- [What you are asked to do] List each line of the data below that contains the string "pole", copying every such line in full.
↓
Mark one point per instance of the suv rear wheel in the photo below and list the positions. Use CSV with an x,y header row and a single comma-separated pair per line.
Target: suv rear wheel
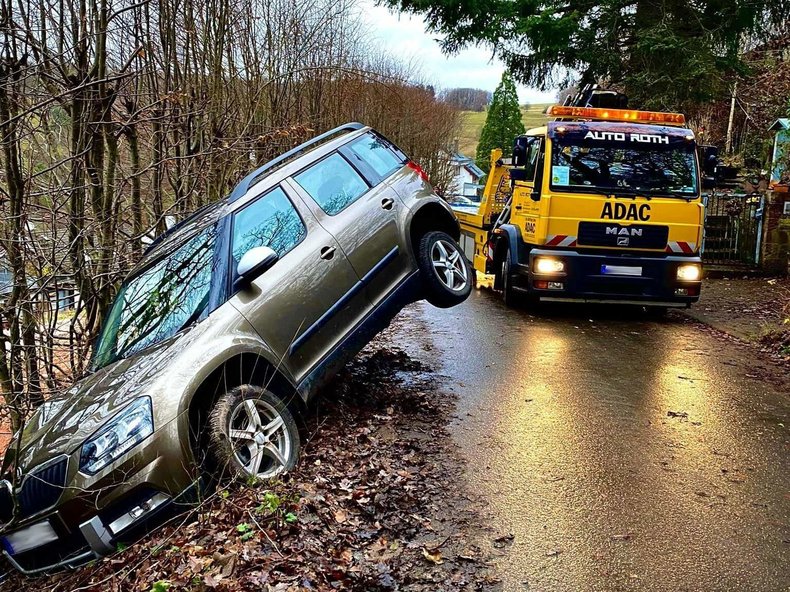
x,y
446,272
252,433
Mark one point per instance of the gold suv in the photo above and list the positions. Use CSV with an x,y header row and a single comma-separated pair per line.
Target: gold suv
x,y
227,327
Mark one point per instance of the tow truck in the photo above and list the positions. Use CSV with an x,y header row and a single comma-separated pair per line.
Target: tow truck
x,y
602,204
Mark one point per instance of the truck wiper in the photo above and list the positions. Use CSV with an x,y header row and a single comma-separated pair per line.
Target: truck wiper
x,y
672,194
620,193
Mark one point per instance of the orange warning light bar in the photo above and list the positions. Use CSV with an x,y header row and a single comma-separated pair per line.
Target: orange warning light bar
x,y
567,112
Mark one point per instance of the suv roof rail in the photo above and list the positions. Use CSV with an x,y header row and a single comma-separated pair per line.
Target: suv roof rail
x,y
159,238
241,189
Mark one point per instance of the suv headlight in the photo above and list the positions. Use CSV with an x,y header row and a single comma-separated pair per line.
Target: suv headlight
x,y
130,427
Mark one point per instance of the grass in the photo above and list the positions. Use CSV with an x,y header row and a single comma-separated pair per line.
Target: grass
x,y
472,124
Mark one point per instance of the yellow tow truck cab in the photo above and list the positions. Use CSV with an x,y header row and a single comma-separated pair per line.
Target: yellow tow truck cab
x,y
599,205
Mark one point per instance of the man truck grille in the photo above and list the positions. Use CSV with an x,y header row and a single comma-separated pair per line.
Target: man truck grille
x,y
612,234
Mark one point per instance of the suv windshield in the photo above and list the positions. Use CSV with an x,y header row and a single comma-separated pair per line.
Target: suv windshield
x,y
159,301
650,167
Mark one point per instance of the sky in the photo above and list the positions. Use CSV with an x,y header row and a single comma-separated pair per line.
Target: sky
x,y
404,36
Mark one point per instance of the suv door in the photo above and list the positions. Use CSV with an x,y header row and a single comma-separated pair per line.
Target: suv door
x,y
352,200
310,298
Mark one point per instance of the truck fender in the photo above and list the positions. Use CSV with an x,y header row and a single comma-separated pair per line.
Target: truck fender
x,y
509,235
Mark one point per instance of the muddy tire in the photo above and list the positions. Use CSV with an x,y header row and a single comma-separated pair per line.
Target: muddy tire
x,y
446,273
252,433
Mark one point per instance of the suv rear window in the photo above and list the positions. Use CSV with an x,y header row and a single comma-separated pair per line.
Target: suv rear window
x,y
376,154
332,183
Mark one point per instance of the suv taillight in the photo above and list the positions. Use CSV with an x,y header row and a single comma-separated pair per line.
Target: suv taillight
x,y
418,169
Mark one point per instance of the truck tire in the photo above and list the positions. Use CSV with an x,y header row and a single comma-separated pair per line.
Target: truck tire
x,y
446,273
252,434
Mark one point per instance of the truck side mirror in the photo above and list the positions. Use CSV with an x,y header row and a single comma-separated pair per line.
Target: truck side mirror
x,y
518,175
520,151
710,160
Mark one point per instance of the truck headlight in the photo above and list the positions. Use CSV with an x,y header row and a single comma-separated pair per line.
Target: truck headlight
x,y
548,265
689,272
130,427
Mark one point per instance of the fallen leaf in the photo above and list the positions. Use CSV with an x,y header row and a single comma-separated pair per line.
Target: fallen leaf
x,y
434,557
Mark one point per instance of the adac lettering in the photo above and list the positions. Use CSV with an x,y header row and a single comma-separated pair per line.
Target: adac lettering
x,y
621,211
622,137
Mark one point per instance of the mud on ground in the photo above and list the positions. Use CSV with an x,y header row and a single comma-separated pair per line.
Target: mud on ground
x,y
373,505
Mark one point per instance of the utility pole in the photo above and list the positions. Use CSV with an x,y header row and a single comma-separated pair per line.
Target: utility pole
x,y
728,143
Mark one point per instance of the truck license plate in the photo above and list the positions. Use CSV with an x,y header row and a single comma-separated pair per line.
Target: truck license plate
x,y
621,270
31,537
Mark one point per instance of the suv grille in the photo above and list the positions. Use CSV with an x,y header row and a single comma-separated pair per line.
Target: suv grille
x,y
42,487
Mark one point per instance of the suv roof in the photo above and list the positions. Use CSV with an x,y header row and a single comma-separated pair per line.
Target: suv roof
x,y
213,211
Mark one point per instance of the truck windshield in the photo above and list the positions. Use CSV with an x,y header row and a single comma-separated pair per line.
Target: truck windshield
x,y
649,168
157,302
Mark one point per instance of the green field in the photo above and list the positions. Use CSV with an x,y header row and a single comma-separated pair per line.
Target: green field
x,y
472,124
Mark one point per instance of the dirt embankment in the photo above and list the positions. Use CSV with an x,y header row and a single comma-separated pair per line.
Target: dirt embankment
x,y
753,310
374,505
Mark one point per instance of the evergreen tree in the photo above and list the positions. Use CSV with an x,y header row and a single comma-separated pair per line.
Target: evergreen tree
x,y
503,122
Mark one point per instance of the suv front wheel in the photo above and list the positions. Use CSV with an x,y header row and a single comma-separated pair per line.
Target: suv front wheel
x,y
446,272
253,433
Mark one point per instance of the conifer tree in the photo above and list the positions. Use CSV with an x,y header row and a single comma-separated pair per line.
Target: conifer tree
x,y
503,122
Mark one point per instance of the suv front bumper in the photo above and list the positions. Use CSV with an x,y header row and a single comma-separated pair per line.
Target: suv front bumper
x,y
597,278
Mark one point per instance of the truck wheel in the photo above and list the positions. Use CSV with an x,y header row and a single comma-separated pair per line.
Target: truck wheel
x,y
252,434
506,281
446,273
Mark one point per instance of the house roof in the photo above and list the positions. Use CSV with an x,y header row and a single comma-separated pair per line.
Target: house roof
x,y
475,170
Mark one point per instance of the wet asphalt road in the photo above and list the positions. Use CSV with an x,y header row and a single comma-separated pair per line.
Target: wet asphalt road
x,y
563,420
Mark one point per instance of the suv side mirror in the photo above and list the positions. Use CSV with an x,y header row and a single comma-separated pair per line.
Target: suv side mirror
x,y
253,263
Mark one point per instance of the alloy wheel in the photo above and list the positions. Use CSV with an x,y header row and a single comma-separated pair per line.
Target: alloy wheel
x,y
260,438
449,265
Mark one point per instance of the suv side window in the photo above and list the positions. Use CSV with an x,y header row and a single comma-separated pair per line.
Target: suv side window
x,y
332,183
376,154
270,221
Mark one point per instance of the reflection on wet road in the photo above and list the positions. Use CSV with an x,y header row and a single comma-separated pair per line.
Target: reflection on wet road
x,y
621,453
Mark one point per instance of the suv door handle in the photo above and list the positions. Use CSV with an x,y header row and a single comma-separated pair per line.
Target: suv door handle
x,y
327,253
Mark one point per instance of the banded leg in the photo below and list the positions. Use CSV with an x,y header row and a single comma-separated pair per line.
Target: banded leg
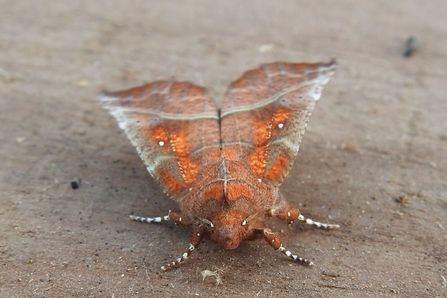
x,y
318,224
290,214
175,216
275,241
150,219
196,238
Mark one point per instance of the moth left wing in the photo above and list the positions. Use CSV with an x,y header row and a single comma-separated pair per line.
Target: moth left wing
x,y
169,123
265,112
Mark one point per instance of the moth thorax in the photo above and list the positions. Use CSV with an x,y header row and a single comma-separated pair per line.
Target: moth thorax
x,y
228,229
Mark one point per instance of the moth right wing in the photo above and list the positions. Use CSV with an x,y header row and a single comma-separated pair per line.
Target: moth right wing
x,y
265,113
169,123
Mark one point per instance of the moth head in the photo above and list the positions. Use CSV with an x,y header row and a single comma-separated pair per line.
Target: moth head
x,y
230,228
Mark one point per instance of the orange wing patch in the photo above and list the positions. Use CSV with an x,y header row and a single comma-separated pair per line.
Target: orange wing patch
x,y
258,159
172,184
278,168
159,135
188,168
179,145
263,133
281,116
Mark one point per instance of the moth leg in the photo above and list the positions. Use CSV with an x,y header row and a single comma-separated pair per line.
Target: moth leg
x,y
318,224
290,214
196,238
150,219
287,213
275,241
175,216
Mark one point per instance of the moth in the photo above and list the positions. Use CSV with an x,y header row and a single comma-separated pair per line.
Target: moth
x,y
224,166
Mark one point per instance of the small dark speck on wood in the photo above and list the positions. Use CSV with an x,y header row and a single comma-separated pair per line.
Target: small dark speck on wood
x,y
411,46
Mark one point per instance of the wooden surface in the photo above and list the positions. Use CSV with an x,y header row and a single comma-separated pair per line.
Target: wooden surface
x,y
373,159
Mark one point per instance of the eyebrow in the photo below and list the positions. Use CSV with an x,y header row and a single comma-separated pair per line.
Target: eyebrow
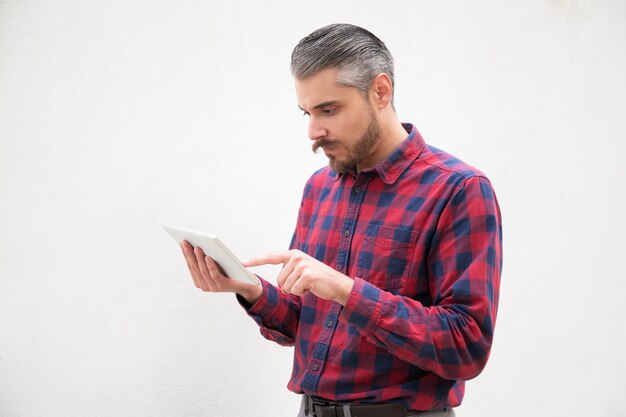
↑
- [Exercise result]
Mark one point per instance of the utility pole in the photo above and list the positions. Use CSV with an x,y header row and a single comma-separated pair per line.
Target: utility pole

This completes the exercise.